[Given text Boundary: Start]

What I Cook in May — A Slow Spring Kitchen

May in Potsdam is the kind of month that makes you want to cook more slowly. The farmer’s markets are full again. There is light till late evenings. The windows stay open (especially considering I don’t have a ventilator lol). Something about all of this makes me reach for recipes that feel a little more considered, not elaborate, but intentional.

This is the first of what I hope will be a monthly series: a small record of what has been on my table, what I tried for the first time, and what I will almost certainly make again. No strict themes, no meal plans. Just an honest account of a small home kitchen in May.

The spicy tofu I almost didn’t try

I found this one on Pinterest, as I find most things. Spicy tofu in a creamy coconut sauce, pan-fried tofu tossed in coconut milk, red curry paste, and sambal oelek. I had never cooked tofu this way before, and I was not entirely sure about it. I made it anyway.

It was one of the best things I cooked all month. Rich and warming with a heat that builds slowly. The kind of dish that makes a Tuesday evening feel worth sitting down for. I served it with basmati rice and will make it again very soon. If you are not a spicy lover, you can just tone it down with the sambal oelek. The recipe is by Lisa Lin, you can find it at Healthy Nibbles: Spicy Tofu with Creamy Coconut Sauce.

The viral bowl I’m obsessed with:

Minced beef, sweet potato, avocado, and cottage cheese. When I first saw this combination everywhere, I found it slightly suspicious. But I had all four things in the house one afternoon and decided to try it. And let me tell you: THIS DISH IS AWESOME.

It works. I do not know how, but it works. The sweet potato is roasted until soft, the beef is seasoned simply, the avocado adds richness, and the cottage cheese (I know lots of people don’t like it), which I expected to ruin everything, somehow ties it all together. I didn’t make the hot honey; however, I just added some chilli oil on top with honey, and it worked great. It is the kind of meal that requires very little effort and rewards you more than it should. Plus, it is very filling and has lots of protein.

[Given text Boundary: End]
[Data to examine Boundary: Start]

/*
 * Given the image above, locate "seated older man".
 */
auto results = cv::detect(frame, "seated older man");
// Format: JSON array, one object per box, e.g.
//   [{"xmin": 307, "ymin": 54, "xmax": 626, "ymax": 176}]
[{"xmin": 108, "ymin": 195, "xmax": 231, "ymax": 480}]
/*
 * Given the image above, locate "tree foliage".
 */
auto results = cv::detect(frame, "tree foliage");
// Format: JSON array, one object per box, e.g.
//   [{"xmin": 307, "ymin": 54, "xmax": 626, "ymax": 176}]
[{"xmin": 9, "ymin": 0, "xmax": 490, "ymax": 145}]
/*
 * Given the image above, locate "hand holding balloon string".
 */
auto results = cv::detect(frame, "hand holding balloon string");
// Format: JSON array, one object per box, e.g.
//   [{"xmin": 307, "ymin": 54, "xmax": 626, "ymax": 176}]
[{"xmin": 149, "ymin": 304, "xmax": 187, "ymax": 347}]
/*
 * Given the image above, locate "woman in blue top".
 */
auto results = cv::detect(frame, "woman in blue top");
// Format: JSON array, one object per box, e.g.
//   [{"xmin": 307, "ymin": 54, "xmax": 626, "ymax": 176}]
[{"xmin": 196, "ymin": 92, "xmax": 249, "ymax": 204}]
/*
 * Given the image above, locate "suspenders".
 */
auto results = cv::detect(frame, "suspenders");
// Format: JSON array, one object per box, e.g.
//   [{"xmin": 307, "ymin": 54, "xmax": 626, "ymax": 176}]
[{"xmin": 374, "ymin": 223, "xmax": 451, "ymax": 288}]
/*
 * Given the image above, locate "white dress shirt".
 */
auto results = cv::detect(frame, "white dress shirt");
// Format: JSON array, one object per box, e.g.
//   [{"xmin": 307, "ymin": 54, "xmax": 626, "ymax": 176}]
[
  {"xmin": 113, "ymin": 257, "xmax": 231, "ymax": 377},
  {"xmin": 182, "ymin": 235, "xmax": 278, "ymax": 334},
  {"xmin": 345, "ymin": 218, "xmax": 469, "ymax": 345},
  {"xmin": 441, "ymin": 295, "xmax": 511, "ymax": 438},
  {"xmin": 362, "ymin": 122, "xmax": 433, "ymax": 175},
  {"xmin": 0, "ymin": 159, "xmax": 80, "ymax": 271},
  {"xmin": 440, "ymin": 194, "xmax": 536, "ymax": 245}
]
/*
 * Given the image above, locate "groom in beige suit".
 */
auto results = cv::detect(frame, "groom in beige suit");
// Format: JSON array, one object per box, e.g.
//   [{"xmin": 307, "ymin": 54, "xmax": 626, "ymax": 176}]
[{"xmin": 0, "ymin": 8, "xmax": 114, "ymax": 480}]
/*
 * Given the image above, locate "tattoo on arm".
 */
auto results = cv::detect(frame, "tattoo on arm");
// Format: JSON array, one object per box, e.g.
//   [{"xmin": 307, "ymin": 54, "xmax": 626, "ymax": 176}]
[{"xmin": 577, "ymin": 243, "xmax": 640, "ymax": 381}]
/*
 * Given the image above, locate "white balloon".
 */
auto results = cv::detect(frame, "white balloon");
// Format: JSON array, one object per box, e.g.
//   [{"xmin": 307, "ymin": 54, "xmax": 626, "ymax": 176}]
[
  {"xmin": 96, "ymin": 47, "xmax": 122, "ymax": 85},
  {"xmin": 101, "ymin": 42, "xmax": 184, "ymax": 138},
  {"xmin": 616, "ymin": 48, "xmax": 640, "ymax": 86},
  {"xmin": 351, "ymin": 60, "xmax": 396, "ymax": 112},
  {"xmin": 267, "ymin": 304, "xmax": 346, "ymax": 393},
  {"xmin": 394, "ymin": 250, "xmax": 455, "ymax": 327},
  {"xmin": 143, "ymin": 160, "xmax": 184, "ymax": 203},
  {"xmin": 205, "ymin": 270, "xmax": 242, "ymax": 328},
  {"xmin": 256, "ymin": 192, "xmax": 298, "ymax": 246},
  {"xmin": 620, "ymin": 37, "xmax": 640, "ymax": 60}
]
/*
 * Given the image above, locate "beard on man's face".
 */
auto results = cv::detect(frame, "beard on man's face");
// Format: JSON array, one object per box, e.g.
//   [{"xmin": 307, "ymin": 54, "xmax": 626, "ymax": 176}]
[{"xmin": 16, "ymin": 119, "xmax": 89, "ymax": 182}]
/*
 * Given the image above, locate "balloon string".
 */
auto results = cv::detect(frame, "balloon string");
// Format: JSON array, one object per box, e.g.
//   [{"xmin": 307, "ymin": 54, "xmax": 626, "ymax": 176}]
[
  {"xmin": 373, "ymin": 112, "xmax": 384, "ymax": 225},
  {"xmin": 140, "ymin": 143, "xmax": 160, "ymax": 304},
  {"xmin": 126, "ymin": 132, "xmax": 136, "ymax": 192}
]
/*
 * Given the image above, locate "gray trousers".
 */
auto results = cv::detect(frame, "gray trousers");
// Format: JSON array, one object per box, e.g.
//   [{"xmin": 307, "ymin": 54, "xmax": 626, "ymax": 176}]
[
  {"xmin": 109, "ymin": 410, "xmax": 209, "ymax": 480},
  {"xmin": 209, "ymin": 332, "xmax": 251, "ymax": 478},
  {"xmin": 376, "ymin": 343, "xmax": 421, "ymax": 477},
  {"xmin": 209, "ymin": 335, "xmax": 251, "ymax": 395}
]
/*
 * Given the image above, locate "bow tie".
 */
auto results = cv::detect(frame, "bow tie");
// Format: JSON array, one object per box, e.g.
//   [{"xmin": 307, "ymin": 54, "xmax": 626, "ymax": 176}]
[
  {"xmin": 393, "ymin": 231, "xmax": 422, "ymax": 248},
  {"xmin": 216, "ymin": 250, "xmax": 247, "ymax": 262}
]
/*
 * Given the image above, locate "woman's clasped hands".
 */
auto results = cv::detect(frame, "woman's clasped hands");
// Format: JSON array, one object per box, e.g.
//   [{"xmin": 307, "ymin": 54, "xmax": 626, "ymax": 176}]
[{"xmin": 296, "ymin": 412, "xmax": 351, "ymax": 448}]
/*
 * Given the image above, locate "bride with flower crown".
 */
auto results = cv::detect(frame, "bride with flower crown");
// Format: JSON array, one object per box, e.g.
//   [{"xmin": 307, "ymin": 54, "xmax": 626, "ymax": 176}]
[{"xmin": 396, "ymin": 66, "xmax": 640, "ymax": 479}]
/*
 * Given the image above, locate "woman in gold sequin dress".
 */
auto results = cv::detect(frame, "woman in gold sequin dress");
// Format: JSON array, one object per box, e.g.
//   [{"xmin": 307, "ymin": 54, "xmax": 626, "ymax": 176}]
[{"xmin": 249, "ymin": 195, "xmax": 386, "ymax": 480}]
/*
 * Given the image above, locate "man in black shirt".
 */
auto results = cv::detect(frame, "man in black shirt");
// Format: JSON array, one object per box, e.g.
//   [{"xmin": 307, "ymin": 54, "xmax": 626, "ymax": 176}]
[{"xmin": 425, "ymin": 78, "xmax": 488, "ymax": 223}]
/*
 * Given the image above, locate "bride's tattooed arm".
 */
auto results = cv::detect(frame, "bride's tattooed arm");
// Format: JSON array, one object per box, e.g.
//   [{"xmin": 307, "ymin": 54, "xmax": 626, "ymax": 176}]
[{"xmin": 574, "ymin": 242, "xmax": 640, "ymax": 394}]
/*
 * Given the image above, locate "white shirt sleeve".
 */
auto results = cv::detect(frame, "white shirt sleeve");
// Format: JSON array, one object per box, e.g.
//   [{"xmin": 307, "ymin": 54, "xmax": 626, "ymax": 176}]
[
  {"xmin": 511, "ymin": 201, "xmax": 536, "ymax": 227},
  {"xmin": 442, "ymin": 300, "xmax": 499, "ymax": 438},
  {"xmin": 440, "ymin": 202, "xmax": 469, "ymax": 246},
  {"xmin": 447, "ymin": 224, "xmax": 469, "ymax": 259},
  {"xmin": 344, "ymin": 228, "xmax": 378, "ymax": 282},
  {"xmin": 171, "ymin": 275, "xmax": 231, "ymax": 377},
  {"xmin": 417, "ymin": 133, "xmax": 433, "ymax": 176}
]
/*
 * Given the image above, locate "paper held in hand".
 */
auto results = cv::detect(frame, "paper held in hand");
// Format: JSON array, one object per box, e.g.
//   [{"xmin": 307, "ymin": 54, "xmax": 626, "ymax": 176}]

[Data to examine Boundary: End]

▶ Task set
a: Answer these questions from the May kitchen post:
(i) In which city does the writer cook?
(ii) What did the writer serve the spicy tofu with?
(iii) What did the writer put on the viral bowl in place of hot honey?
b: Write out the May kitchen post word for word, from "The spicy tofu" to "made it anyway.".
c: Extend the May kitchen post, picking up after its last sentence.

▶ Responses in order
a:
(i) Potsdam
(ii) Basmati rice
(iii) Chilli oil with honey

b:
The spicy tofu I almost didn’t try

I found this one on Pinterest, as I find most things. Spicy tofu in a creamy coconut sauce, pan-fried tofu tossed in coconut milk, red curry paste, and sambal oelek. I had never cooked tofu this way before, and I was not entirely sure about it. I made it anyway.

c:
Oriz me kaqika — my boyfriend’s favourite

This is an Albanian dish, rice cooked slowly with chicken drumsticks until everything is soft and deeply flavoured. It is simple in the way that only old recipes can be simple. My boyfriend (Portuguese) asks for this regularly, and I am always happy to make it. There is something grounding about cooking a dish that someone loves. If you want to make an easy Albanian dish, this is the one I’d start with. I will write a proper recipe post for this one soon.

Pasul me mish — Kosovo style

White beans slow-cooked with smoked meat, paprika, and a softened onion base. This is Albanian comfort food at its most honest, the kind of thing that fills a kitchen with a good smell for hours. I grew up eating this dish. Cooking it now, far from where I was born, feels like a small act of keeping something alive. A recipe post will follow.

Pasta puttanesca on a Friday night

For my birthday last year, my friends gave me a cooking class. I took the S-Bahn to Charlottenburg, walked into Goldhahn und Sampson (which is one of my favorite places in Berlin), and spent an afternoon making pasta from scratch with a group of strangers.

I had always assumed fresh pasta was the kind of thing other people made. People with marble countertops and Italian grandmothers. Not me, a person who always bought store pasta.

But here is what I learned that afternoon: pasta is not complicated. It just requires someone to show you that it isn’t.

Olives, capers, anchovies, tomato, and garlic. One pan, twenty minutes, very little patience required. Note: your kitchen will be filled with awesome smells, but your stove will suffer a bit from all the oil, haha. Puttanesca is one of those Italian recipes that has been made by everyone and never gets old.

That was May, more or less. A mix of things I had never tried and things I have always known. Which is, I think, exactly how a kitchen should be.

If you try any of these, especially the tofu, I would genuinely love to know.